In the lab’s antechamber, a Tyvek beekeeper-like bonnet and a high-tech face mask hang on a wall. Researchers don this equipment, gloves, and booties before passing through another vacuum-sealed door, which opens only when the first door has been locked. The setup is similar to BSL-2 tissue culture rooms, except that every ceiling light and vent, equipped with more high-efficiency filters, is hermetically sealed, and every action is recorded by video cameras.
On the facilities floor, gleaming air filtration systems stand in seemingly endless rows. Murphy addresses visitors from a perch atop what he describes as a completely different building—Biosafety Level 4 area. “It literally is a building within a building,” he says, adding that BSL-4’s ceiling, walls, and foundation are made of “the most heavily rebarred concrete you can imagine.” The Level 4 lab also sits on independent horizontal beams that in case of an earthquake allow the building to vibrate independently of its neighbor.
NEIDL has backup generators and steam sources that would keep the facility fully functional for three days if there is a power outage, long enough to destroy or decontaminate any existing pathogens.
Finally, the group arrives at the floor housing seven Biosafety Level 4 labs, where researchers will study pathogens like the Ebola, Marburg, and Hendra viruses. Early on, Corley emphasizes that while these viruses are deadly, they are not all highly contagious. Most are transmitted through blood or mucus, not through the air.
BSL-4, Murphy says, is like “a submarine in a bank vault,” with 12-inch-thick walls to prevent leakage and to withstand regular formaldehyde and peroxide cleansing baths.
Researchers wear these baby blue space suits, filled with a constant stream of filtered air, while working in BSL-4 labs.
Here, visitors pass through an anteroom similar to the BSL-3 labs, then enter a room where baby blue space suits (at $2,600 apiece) hang from a wall. Researchers step inside and connect to a tube that feeds filtered air inside the suit, which “blows up like the Michelin blimp,” Corley says. They wear three pairs of gloves, one sealed with duct tape to the suit’s cuffs, and green garden boots.
Once dressed, researchers step through a double-doored shower chamber before arriving in the lab. More cameras are mounted on the ceiling alongside computer screens used for internal communication. Fire sprinklers, heat sensors, and an emergency lighting system aid workers in the case of a fire. NEIDL staff is currently working on a wireless communication system for BSL-4 researchers.
Before leaving the lab, suited personnel must pass through a seven-minute chemical shower, after which they remove their suits, place scrubs in a bag, and shower (again) thoroughly. Suiting up and dressing down takes a full hour, Corley says, so bathroom and lunch breaks are scheduled carefully around lab time. And no one reaches BSL-4 without having successfully practiced this drill at least five times at NEIDL’s in-house training facility.
---*---
**PARTS OF THE EXERCISE**
A. In the text on NEIDL's biosafety labs, how long would the backup generators and steam sources keep the facility fully functional during a power outage?
B. List every virus that the text on NEIDL's biosafety labs names as one researchers will study in the Biosafety Level 4 labs.
C. Summarize the text on NEIDL's biosafety labs in two sentences.
---*---
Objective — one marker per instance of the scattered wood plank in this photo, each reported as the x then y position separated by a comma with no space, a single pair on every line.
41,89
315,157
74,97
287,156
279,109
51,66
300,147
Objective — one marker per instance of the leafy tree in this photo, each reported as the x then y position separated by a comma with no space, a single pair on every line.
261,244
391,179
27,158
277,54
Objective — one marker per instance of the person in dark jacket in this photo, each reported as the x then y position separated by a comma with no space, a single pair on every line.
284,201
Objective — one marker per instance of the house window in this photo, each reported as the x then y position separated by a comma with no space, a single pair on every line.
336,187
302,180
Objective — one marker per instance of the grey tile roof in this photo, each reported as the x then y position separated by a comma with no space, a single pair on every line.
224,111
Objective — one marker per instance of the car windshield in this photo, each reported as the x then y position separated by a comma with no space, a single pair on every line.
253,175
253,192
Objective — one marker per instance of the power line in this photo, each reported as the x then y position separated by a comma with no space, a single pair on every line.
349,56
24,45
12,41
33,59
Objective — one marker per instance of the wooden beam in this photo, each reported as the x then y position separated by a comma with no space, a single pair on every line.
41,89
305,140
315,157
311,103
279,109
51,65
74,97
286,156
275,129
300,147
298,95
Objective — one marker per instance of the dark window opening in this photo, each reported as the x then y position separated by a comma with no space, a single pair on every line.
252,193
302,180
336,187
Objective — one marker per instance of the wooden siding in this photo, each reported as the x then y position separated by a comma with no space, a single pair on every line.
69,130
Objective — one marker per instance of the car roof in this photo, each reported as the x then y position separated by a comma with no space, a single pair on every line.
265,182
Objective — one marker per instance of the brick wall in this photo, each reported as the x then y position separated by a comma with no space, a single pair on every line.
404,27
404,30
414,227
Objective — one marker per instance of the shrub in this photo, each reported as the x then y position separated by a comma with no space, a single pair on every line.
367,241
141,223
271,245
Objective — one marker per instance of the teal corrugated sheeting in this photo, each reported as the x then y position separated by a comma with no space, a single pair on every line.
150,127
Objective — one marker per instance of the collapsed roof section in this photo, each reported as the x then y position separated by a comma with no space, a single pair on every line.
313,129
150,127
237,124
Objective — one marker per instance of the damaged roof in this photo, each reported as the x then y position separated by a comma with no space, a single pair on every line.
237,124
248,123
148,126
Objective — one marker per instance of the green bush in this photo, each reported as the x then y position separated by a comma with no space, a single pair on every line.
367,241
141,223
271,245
---*---
**ANSWERS BY ITEM NUMBER**
A. Three days.

B. Ebola, Marburg, and Hendra.

C. NEIDL's Biosafety Level 4 area is a building within a building, made of heavily rebarred concrete with 12-inch-thick walls, and the facility has backup generators and steam sources to keep it running for three days in a power outage. Researchers there wear space suits fed with filtered air, pass through a shower chamber on the way in and a chemical shower on the way out, and must practice this drill at least five times before reaching BSL-4.